== Seitentext ==
========================================

Frühes Präpariermikroskop

von Carl Zeiss

Frühes Zeiss Präpariermikroskop von 1870.

Das Stativ besteht aus geschwärztem und zaponiertem Messing, gebläutem Stahl und Leder. Zur Beleuchtung des Objekts dient ein vierfach gelagerter Spiegel, der für Auflichtuntersuchungen auch über die Tischfläche bewegt werden kann. Die Einstellung erfolgt über einen Zahntrieb mit schlichten Rändelrädern beidseitig der Säule. Das Objekt wird über zwei Klemmen auf dem Tisch gehalten.

Die optische Ausstattung setzt sich zusammen aus drei achromatischen Doublets die sowohl einzeln, als auch in Kombination genutzt und mit einer Okularlinse kombiniert werden können. Lineare Vergrößerungen von 8 – 100 sind mit dieser Zusammenstellung möglich. Die Verbindung von einem oder mehrerer solcher Doublets mit der Okularlinse wird als Brücke’sche Lupe bezeichnet.

Zur Ablage der Hände bei den Präparierarbeiten können zwei lederbezogene Backen seitlich am Tisch eingeschoben werden.

Auf dem Fuß ist das Mikroskop mit einfachen Schlagbuchstaben signiert:

1564C Zeiss Jena
45

Es handelt sich bei diesem Stativ um das sogenannte „Neue Präpariermikroskop“, welches 1869 eingeführt wird und das seit 1847 angebotene einfache Präpariermikroskop im Programm ergänzt. Bei der ersten Vorstellung des Instruments in der Literatur beschreibt Carl Zeiss mit einem Holzschnitt das Stativ als eine mechanische Konstruktion ähnlich dem Dissektionsmikroskop von Nachet in Paris (Carl Zeiss (1870) Ein neues Präparir-Mikroskop. Archiv für mikroskopische Anatomie VI: 234-236):

Ein neues Präparir-Mikroskop.

Von
 Carl Zeiss 
in Jena.*)
Hierzu ein Holzschnitt.

========================================

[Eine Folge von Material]
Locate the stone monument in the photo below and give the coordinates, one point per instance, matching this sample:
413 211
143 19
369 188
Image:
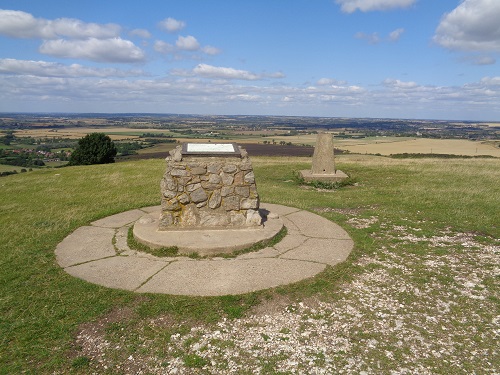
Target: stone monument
323 164
209 203
209 185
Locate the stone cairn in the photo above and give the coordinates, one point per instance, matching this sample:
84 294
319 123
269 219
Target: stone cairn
208 191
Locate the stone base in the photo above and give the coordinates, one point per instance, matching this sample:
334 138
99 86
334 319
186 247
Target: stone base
308 176
204 241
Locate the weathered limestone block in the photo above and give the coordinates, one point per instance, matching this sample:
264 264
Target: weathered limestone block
249 203
250 178
214 179
198 170
184 198
242 191
227 179
215 199
231 203
229 168
226 190
178 172
210 190
198 195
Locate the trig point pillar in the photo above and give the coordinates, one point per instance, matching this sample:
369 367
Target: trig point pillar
323 165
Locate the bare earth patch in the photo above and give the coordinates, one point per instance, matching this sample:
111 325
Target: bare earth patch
422 305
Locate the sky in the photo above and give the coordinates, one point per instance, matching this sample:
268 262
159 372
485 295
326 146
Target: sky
415 59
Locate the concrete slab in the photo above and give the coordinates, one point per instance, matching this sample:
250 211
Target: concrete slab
121 237
202 241
292 228
326 251
312 243
119 220
313 225
267 252
85 244
279 209
222 277
151 209
118 272
290 242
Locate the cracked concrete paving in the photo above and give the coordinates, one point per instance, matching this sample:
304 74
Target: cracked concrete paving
99 254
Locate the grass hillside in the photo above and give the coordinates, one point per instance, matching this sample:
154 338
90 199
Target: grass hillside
419 293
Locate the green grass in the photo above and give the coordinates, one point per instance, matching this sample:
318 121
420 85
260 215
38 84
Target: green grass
42 307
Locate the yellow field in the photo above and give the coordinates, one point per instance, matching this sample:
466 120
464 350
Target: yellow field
76 133
424 146
371 145
399 145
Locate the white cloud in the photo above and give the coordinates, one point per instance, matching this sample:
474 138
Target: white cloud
101 50
350 6
224 73
218 72
20 24
472 26
372 38
396 34
479 60
163 47
187 43
329 82
51 69
171 25
394 98
141 33
400 85
209 50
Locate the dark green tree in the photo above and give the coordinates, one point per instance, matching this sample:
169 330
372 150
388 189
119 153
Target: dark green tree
94 148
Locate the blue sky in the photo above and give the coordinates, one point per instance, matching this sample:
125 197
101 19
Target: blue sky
432 59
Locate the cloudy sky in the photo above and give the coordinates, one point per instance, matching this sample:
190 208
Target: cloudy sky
432 59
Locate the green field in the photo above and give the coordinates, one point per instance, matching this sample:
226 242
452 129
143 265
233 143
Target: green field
419 294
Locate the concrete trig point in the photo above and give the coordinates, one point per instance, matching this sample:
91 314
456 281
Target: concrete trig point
209 202
323 165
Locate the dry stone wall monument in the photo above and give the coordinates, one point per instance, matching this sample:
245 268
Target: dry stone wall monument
323 164
208 185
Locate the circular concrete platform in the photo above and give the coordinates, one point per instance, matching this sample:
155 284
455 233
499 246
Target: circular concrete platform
204 241
99 254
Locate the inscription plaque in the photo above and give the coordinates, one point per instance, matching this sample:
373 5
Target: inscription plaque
210 149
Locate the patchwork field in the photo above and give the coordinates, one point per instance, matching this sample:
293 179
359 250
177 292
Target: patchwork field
419 294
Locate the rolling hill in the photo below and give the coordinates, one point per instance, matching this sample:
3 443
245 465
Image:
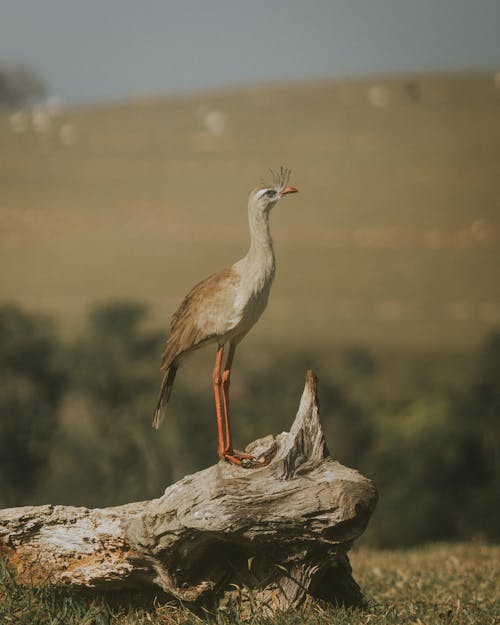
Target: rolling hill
393 239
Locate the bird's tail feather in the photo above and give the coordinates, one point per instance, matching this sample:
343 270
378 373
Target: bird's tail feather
164 395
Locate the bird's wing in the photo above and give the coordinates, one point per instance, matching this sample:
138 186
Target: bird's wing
206 312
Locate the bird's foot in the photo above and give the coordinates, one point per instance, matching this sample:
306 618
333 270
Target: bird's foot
246 461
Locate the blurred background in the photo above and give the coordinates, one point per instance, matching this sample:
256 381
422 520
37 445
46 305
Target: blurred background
130 136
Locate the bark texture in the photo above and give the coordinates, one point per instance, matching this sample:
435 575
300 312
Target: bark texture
265 537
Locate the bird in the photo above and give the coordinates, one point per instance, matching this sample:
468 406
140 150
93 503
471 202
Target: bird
222 309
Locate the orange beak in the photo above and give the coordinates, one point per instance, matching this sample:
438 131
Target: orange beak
288 190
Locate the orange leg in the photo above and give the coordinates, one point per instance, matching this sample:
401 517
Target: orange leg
230 454
218 408
226 381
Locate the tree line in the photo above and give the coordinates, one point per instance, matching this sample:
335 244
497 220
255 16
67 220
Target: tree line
75 425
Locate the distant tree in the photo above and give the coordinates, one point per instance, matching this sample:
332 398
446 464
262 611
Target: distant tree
33 383
19 85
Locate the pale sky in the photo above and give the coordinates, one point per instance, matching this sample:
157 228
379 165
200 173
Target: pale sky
95 50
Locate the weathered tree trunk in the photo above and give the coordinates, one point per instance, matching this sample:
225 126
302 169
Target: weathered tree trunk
265 537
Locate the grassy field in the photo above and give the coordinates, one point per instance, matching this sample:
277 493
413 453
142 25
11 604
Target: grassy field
393 238
432 585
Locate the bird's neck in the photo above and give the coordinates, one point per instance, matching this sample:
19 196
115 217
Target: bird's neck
261 251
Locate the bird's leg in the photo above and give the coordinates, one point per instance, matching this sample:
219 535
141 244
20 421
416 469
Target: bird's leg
216 377
226 381
236 457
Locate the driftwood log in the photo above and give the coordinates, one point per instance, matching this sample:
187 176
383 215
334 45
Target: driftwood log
263 537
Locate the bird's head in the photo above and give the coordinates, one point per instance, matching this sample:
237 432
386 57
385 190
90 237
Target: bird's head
265 196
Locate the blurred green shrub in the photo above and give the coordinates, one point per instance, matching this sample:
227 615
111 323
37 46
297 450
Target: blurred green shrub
75 423
33 380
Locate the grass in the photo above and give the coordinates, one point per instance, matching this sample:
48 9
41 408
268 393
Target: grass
392 240
441 584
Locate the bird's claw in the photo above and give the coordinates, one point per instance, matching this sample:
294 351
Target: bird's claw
246 461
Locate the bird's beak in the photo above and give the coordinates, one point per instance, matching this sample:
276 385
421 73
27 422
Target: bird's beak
288 190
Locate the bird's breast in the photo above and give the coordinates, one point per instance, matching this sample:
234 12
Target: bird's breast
251 298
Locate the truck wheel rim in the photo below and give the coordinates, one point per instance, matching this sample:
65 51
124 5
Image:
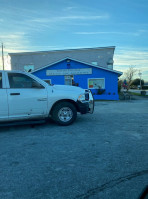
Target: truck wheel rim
65 114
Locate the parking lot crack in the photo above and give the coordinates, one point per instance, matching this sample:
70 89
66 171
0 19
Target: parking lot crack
110 184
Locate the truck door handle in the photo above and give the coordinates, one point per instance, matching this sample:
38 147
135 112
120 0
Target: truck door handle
14 93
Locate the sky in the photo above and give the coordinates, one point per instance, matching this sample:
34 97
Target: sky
42 25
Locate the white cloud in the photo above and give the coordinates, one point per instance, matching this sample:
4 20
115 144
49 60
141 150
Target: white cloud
131 57
99 32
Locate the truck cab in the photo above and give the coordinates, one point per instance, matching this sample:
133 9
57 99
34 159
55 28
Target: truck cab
23 96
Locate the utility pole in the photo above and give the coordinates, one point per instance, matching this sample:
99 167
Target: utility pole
3 56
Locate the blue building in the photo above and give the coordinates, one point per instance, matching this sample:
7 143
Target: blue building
103 82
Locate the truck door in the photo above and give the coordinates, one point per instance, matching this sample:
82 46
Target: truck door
3 99
26 97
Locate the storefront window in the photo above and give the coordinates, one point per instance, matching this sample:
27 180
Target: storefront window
96 83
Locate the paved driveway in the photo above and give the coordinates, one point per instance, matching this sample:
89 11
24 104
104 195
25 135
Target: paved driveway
103 155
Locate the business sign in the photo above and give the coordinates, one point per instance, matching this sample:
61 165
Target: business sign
81 71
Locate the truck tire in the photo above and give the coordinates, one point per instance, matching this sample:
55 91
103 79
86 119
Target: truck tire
64 113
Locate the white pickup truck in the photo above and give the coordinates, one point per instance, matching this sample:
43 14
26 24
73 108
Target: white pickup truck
24 97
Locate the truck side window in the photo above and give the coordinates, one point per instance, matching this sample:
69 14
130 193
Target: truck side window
0 80
17 80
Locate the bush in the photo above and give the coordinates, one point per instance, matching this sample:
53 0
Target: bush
144 87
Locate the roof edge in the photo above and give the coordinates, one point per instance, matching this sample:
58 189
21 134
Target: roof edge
114 71
41 52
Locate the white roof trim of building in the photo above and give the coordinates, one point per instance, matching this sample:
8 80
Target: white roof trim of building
42 52
100 67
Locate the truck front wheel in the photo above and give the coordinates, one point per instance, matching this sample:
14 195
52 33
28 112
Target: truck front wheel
64 113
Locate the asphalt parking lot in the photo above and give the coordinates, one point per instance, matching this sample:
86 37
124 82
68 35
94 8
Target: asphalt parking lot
100 156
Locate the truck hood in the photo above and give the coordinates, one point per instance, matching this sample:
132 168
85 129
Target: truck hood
68 88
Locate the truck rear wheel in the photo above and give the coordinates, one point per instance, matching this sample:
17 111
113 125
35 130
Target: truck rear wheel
64 113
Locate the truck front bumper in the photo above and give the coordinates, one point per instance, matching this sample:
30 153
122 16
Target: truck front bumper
86 106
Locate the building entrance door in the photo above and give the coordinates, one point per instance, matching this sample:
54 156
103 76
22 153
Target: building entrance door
68 80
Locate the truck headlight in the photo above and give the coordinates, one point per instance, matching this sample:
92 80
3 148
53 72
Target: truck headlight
81 97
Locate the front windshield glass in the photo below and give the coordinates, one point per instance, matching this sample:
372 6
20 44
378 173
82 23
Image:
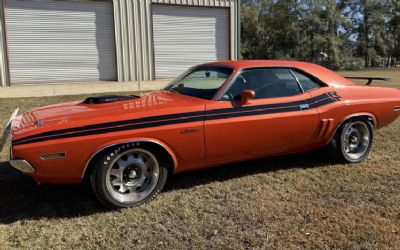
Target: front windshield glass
202 82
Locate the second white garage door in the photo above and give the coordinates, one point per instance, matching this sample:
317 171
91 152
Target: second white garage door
56 41
186 36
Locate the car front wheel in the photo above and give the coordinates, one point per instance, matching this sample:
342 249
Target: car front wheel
352 142
127 177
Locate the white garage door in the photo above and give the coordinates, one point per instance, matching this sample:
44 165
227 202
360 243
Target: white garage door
55 41
186 36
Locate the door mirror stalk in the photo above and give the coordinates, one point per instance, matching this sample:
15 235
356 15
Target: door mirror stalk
245 96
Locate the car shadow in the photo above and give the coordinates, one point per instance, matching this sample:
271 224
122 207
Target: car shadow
22 199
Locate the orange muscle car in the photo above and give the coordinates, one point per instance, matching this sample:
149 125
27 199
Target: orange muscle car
213 114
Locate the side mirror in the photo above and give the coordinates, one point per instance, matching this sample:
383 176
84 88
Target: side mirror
246 95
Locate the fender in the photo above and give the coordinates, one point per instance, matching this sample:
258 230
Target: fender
133 140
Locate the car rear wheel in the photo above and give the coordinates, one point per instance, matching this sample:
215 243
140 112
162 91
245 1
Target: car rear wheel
352 142
127 177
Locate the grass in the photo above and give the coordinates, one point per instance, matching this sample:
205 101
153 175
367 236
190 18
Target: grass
297 201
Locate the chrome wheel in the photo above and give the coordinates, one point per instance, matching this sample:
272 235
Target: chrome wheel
132 175
356 140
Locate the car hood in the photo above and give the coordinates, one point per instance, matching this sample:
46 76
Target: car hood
78 113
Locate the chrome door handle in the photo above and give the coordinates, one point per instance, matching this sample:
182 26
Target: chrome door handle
304 107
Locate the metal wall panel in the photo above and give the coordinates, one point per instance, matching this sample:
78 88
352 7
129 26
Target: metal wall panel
58 41
187 36
134 33
133 29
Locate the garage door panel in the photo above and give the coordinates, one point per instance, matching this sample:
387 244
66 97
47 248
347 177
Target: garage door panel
186 36
57 41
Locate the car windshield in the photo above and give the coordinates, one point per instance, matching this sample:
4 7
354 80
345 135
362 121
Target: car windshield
202 81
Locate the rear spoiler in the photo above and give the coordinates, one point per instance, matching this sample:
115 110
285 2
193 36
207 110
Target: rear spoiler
370 79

========================================

== Aufgabe 1 ==
Zähle alle Werkstoffe auf, aus denen laut dem Text zum Zeiss-Präpariermikroskop das Stativ besteht.
== Aufgabe 2 ==
Gib aus dem Text zum Zeiss-Präpariermikroskop den Abschnitt wörtlich wieder, der mit "Das Stativ besteht" beginnt und bis einschließlich "Tisch eingeschoben werden." reicht.

== Musterlösung 1 ==
- geschwärztes und zaponiertes Messing
- gebläuter Stahl
- Leder

== Musterlösung 2 ==
Das Stativ besteht aus geschwärztem und zaponiertem Messing, gebläutem Stahl und Leder. Zur Beleuchtung des Objekts dient ein vierfach gelagerter Spiegel, der für Auflichtuntersuchungen auch über die Tischfläche bewegt werden kann. Die Einstellung erfolgt über einen Zahntrieb mit schlichten Rändelrädern beidseitig der Säule. Das Objekt wird über zwei Klemmen auf dem Tisch gehalten.

Die optische Ausstattung setzt sich zusammen aus drei achromatischen Doublets die sowohl einzeln, als auch in Kombination genutzt und mit einer Okularlinse kombiniert werden können. Lineare Vergrößerungen von 8 – 100 sind mit dieser Zusammenstellung möglich. Die Verbindung von einem oder mehrerer solcher Doublets mit der Okularlinse wird als Brücke’sche Lupe bezeichnet.

Zur Ablage der Hände bei den Präparierarbeiten können zwei lederbezogene Backen seitlich am Tisch eingeschoben werden.